> **Task description**: According to the piece below on Philip Morris International's takeover of Vectura, why do rules shut the tobacco industry out of a range of activities? Answer in one to three sentences.

> **Selected passage**:
Nicholas Hopkinson
Philip Morris International (PMI) products kill at least one million people per year. Its acquisition of Vectura, a company which specialises in inhaled medications, taken by many people who have lung disease caused or aggravated by smoking, is grotesque. The move has been widely condemned by professional and patient groups including the American Lung Association, the American Thoracic, British Thoracic and European Respiratory Societies, The European Lung Foundation, the COPD Foundation and the Asthma UK and British Lung Foundation Partnership.
PMI asserts that it can run Vectura at arm’s length, and that all will be business as usual. In fact, now that Vectura has become part of the tobacco industry it becomes subject to the rules and guidelines that rightly exclude the tobacco industry from a range of activities. These rules exist because of the way that the industry’s long history of killing people for profit has gone hand in hand with deception, dishonesty, and corrupt practices. Vectura, its employees and people who continue to collaborate with the company will be excluded from membership of professional societies, from participation in conferences (a measure enacted immediately when the takeover was announced), from publication in respectable peer-reviewed journals and from grant schemes and collaborations with respectable universities. Its employees will need to consider their positions. Universities should urgently review and terminate any existing collaborations with Vectura and ensure that no new ones are established.

> **Dataset excerpts**:
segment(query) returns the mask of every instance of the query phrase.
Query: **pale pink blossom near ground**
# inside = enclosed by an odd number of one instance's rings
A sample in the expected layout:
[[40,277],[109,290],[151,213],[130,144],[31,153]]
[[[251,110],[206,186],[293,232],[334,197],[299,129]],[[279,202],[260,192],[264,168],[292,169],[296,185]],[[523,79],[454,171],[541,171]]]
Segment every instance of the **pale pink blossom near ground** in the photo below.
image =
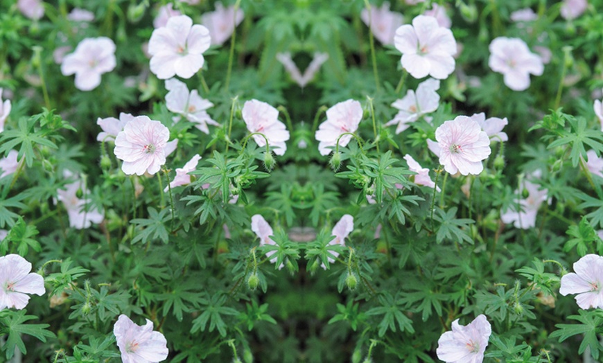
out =
[[435,17],[440,26],[444,26],[448,29],[452,26],[452,21],[446,12],[446,7],[441,6],[437,3],[433,3],[431,9],[426,10],[423,15],[426,17]]
[[450,29],[440,26],[433,17],[419,15],[412,25],[396,30],[396,48],[402,53],[402,67],[410,76],[430,76],[443,80],[454,71],[457,44]]
[[[362,107],[355,100],[347,100],[335,104],[326,110],[326,121],[320,124],[315,135],[318,143],[318,151],[321,155],[328,155],[332,146],[335,149],[338,139],[339,145],[345,146],[351,140],[352,136],[344,132],[353,134],[358,129],[362,119]],[[340,139],[340,136],[341,138]]]
[[76,88],[90,91],[101,84],[101,75],[115,68],[115,43],[106,37],[86,38],[76,51],[65,55],[61,64],[63,76],[76,75]]
[[161,6],[157,12],[157,16],[153,19],[153,27],[155,29],[164,27],[168,24],[168,20],[171,17],[182,15],[180,10],[174,9],[174,5],[172,3]]
[[397,124],[396,134],[399,134],[408,129],[411,123],[416,121],[421,116],[437,109],[439,95],[436,91],[439,89],[439,81],[429,78],[419,85],[417,92],[409,89],[406,92],[406,96],[401,99],[396,100],[396,102],[392,104],[392,107],[396,107],[399,111],[394,116],[394,119],[384,126]]
[[[186,85],[175,78],[166,81],[166,89],[169,91],[166,95],[168,109],[184,116],[206,134],[209,134],[208,125],[220,126],[206,111],[213,104],[202,98],[196,89],[189,92]],[[180,119],[179,116],[175,117],[174,121],[177,122]]]
[[3,91],[0,88],[0,132],[4,131],[4,123],[6,122],[6,118],[8,118],[8,114],[10,114],[12,108],[10,100],[4,100],[4,102],[2,102]]
[[428,186],[432,188],[435,187],[436,191],[441,191],[439,187],[437,186],[435,183],[431,180],[431,177],[429,176],[428,168],[421,166],[421,165],[408,154],[404,155],[404,160],[406,160],[406,163],[408,164],[408,170],[417,173],[416,175],[411,176],[411,177],[414,178],[414,183],[415,184]]
[[579,17],[588,6],[586,0],[563,0],[559,13],[566,20],[572,20]]
[[466,326],[459,319],[452,323],[452,331],[442,335],[435,353],[446,363],[482,363],[492,327],[483,314]]
[[[539,173],[534,173],[538,175]],[[529,229],[536,227],[536,217],[541,204],[548,199],[547,189],[539,190],[540,186],[530,180],[523,180],[516,193],[517,199],[505,213],[500,215],[503,223],[513,223],[515,228]],[[523,191],[527,191],[527,197],[521,198]]]
[[19,152],[17,150],[10,150],[8,152],[8,155],[0,158],[0,170],[2,170],[2,174],[0,175],[0,178],[3,178],[7,175],[10,175],[19,167],[19,161],[17,161],[17,157]]
[[435,139],[439,146],[439,163],[451,174],[480,174],[484,170],[482,160],[492,151],[487,134],[466,116],[444,123],[435,130]]
[[0,257],[0,310],[27,306],[26,294],[42,296],[46,292],[44,278],[31,272],[31,263],[17,254]]
[[370,16],[369,9],[365,8],[360,12],[360,19],[371,27],[371,31],[382,44],[393,44],[394,36],[397,29],[403,22],[402,14],[390,11],[390,3],[385,1],[381,8],[371,5]]
[[222,45],[232,35],[236,26],[243,21],[245,14],[238,8],[234,12],[234,6],[225,8],[222,3],[216,3],[216,10],[203,14],[201,24],[209,30],[211,44]]
[[[197,169],[197,164],[199,163],[199,160],[200,159],[201,157],[199,154],[195,154],[191,160],[184,164],[184,166],[177,168],[176,169],[176,176],[174,177],[174,179],[170,182],[169,187],[175,188],[182,185],[190,184],[191,175],[189,175],[189,173],[191,171],[195,171]],[[164,189],[164,191],[167,192],[169,188],[166,186],[166,188]]]
[[150,71],[161,80],[178,76],[190,78],[203,67],[203,52],[209,48],[209,30],[180,15],[153,30],[148,42]]
[[[82,189],[85,199],[77,197],[78,190]],[[105,219],[105,213],[96,208],[89,208],[86,211],[86,206],[89,204],[91,200],[86,198],[90,191],[84,188],[81,182],[75,182],[65,185],[65,190],[57,191],[57,199],[63,202],[67,215],[69,218],[69,227],[76,229],[89,228],[92,223],[98,224]]]
[[574,263],[574,272],[561,277],[559,294],[577,294],[582,309],[603,308],[603,257],[586,255]]
[[168,341],[159,332],[153,331],[152,321],[139,326],[123,314],[113,326],[113,334],[123,363],[150,363],[167,359]]
[[507,141],[509,140],[507,133],[503,132],[503,129],[509,123],[509,121],[507,120],[506,117],[505,118],[490,117],[487,119],[486,114],[483,112],[480,112],[479,114],[474,114],[470,118],[480,125],[482,130],[490,138],[491,142]]
[[[274,154],[285,154],[287,151],[285,141],[289,139],[289,132],[285,124],[279,121],[278,109],[265,102],[251,100],[243,104],[241,114],[250,132],[263,134],[268,139],[268,145],[275,148]],[[259,146],[266,145],[266,141],[261,135],[252,137]]]
[[514,91],[530,87],[530,75],[541,76],[544,65],[541,57],[530,51],[519,38],[498,37],[490,43],[488,65],[495,72],[503,73],[505,84]]
[[19,11],[33,20],[40,20],[44,16],[44,1],[41,0],[19,0]]
[[114,117],[107,117],[96,119],[96,125],[101,126],[103,130],[96,136],[97,141],[113,141],[117,137],[117,134],[123,130],[123,127],[134,119],[130,114],[120,112],[119,119]]
[[115,139],[114,152],[123,160],[125,174],[155,174],[166,163],[165,147],[170,131],[159,121],[138,116],[128,123]]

> **Worked solution**: The rules exist because the tobacco industry's long history of killing people for profit has gone hand in hand with deception, dishonesty, and corrupt practices. Since Vectura is now part of the tobacco industry, those same rules apply to it.